TASK DIRECTIONS — When a line below contains the string "woman", show that line.

RECORD EXTRACTS —
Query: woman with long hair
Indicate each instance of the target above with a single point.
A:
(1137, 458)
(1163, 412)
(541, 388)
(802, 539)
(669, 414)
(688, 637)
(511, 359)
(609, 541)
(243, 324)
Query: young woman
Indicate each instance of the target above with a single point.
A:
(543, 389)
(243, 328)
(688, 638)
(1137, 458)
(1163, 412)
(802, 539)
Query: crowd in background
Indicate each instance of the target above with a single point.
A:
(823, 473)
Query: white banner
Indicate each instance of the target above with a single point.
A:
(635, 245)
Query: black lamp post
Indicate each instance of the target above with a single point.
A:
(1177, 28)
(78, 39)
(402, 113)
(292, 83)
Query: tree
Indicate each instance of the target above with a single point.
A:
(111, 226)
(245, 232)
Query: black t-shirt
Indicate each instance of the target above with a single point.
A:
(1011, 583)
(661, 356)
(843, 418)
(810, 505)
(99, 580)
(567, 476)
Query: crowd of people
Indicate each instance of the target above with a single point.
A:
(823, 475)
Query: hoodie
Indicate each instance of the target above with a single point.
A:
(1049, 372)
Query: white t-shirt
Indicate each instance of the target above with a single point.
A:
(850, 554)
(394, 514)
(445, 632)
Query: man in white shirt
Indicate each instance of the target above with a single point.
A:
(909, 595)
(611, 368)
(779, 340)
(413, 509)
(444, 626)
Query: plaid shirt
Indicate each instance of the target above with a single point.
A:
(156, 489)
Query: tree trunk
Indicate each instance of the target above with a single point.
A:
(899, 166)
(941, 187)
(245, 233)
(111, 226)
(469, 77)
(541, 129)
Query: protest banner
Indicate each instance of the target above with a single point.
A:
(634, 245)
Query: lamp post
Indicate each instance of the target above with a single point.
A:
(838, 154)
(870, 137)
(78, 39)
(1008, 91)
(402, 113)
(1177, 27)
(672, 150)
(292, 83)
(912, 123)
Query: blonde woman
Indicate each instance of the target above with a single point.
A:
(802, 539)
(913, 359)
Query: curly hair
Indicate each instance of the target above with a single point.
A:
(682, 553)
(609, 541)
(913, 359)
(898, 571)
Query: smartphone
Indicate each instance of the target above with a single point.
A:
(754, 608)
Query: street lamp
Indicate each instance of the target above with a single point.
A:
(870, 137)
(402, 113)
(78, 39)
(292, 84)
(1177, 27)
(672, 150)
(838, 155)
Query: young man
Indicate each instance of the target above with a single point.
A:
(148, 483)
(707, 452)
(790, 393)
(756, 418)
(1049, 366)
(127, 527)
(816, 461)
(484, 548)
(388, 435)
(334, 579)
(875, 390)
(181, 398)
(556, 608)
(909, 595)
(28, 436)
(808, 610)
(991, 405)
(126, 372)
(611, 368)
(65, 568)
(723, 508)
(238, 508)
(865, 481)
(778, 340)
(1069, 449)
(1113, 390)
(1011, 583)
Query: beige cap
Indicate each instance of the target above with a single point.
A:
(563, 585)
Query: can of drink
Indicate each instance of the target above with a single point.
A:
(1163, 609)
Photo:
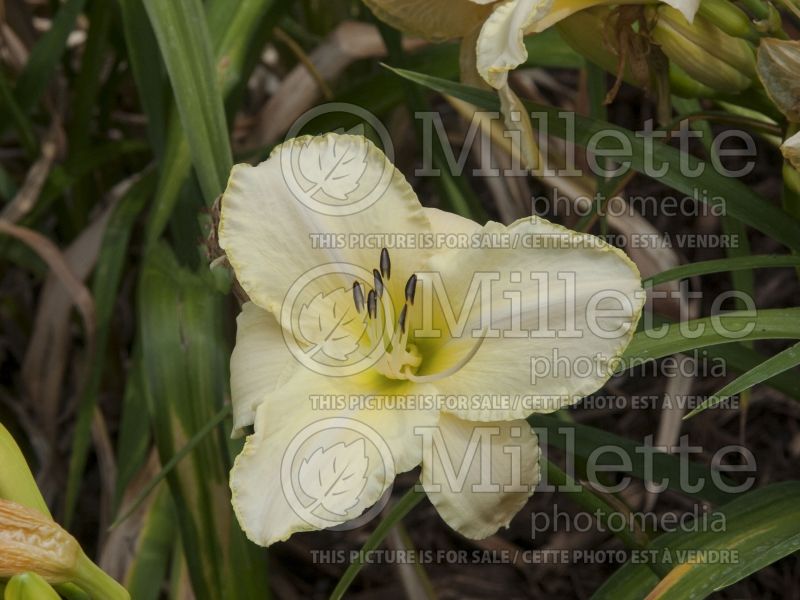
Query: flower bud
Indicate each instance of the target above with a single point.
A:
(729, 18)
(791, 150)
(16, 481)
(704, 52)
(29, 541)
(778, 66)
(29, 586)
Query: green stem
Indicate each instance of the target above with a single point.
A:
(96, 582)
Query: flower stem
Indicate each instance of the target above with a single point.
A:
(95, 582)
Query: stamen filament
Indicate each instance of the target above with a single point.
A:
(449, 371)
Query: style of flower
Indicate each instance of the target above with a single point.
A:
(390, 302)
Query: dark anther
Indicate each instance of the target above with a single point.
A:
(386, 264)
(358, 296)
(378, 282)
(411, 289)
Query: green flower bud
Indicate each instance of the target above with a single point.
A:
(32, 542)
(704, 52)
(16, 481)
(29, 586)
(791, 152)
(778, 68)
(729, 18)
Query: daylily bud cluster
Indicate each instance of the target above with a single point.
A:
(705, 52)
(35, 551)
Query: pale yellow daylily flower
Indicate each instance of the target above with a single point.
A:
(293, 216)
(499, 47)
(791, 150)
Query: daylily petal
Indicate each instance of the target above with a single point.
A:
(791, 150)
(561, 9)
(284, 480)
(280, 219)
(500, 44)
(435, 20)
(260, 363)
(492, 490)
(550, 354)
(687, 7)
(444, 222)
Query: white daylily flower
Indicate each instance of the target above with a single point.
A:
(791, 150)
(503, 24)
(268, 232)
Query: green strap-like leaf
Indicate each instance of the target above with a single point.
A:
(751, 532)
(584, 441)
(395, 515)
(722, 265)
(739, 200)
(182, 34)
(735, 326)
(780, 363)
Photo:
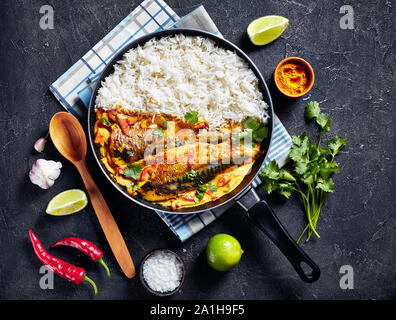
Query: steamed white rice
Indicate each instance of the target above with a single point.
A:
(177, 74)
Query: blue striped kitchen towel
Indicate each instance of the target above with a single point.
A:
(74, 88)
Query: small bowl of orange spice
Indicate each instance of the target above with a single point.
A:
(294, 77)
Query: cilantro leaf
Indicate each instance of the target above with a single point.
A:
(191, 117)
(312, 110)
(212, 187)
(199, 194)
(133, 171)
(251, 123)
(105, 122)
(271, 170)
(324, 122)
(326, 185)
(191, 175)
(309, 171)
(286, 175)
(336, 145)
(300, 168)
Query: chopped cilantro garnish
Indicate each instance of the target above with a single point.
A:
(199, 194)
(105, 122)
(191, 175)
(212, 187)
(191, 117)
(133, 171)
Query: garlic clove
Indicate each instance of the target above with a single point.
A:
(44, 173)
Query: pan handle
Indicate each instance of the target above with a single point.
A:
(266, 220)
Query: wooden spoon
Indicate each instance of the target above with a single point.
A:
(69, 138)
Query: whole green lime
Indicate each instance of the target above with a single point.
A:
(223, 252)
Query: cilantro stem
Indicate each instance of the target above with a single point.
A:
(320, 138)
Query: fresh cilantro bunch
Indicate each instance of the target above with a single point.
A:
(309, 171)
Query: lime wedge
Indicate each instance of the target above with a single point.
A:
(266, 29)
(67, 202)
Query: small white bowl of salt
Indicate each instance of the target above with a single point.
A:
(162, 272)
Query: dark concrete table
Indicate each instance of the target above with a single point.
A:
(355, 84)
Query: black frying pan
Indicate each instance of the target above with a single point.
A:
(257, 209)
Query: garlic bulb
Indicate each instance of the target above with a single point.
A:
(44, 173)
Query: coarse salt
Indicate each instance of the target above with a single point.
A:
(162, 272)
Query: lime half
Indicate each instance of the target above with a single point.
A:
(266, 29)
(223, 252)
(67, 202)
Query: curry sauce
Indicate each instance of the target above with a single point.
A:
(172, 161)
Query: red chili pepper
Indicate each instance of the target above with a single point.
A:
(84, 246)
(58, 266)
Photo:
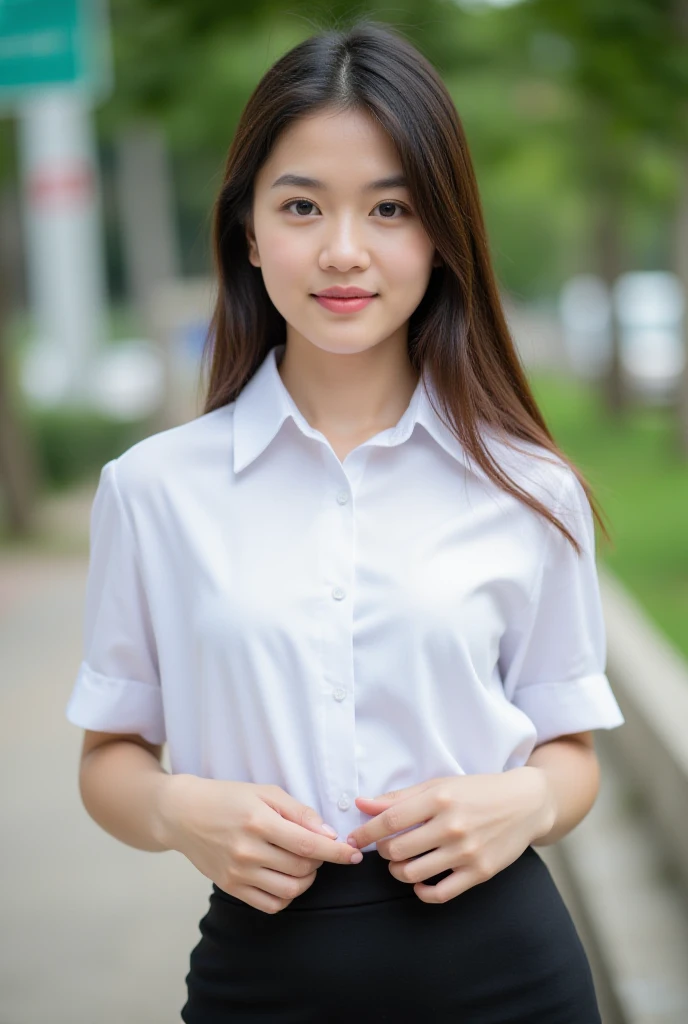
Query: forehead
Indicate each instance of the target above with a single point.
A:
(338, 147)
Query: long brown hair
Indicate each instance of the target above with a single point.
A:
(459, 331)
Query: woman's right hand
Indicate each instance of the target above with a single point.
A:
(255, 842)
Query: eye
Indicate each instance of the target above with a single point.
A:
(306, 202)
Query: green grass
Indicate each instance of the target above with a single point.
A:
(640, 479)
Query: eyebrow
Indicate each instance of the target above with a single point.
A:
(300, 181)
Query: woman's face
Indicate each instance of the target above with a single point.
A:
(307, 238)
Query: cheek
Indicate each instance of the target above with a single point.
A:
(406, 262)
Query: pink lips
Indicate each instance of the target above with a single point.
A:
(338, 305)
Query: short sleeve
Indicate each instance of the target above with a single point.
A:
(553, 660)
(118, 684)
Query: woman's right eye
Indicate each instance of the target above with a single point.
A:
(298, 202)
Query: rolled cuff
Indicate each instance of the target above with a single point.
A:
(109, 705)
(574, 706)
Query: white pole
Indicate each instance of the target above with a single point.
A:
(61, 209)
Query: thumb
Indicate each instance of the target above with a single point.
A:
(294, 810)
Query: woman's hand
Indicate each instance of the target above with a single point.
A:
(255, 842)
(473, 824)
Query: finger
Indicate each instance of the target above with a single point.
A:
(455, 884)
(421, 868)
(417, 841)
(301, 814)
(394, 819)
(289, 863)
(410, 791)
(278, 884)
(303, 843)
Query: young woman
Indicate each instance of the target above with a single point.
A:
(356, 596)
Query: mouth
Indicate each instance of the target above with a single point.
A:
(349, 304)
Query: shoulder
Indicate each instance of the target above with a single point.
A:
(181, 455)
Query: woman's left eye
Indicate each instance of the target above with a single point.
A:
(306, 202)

SOLUTION TO THE EXERCISE —
Query: woman with long hair
Query: young woman
Query: blonde woman
Query: woman's right hand
Query: woman's face
Query: woman's right eye
Query: woman's hand
Query: young woman
Query: woman's left eye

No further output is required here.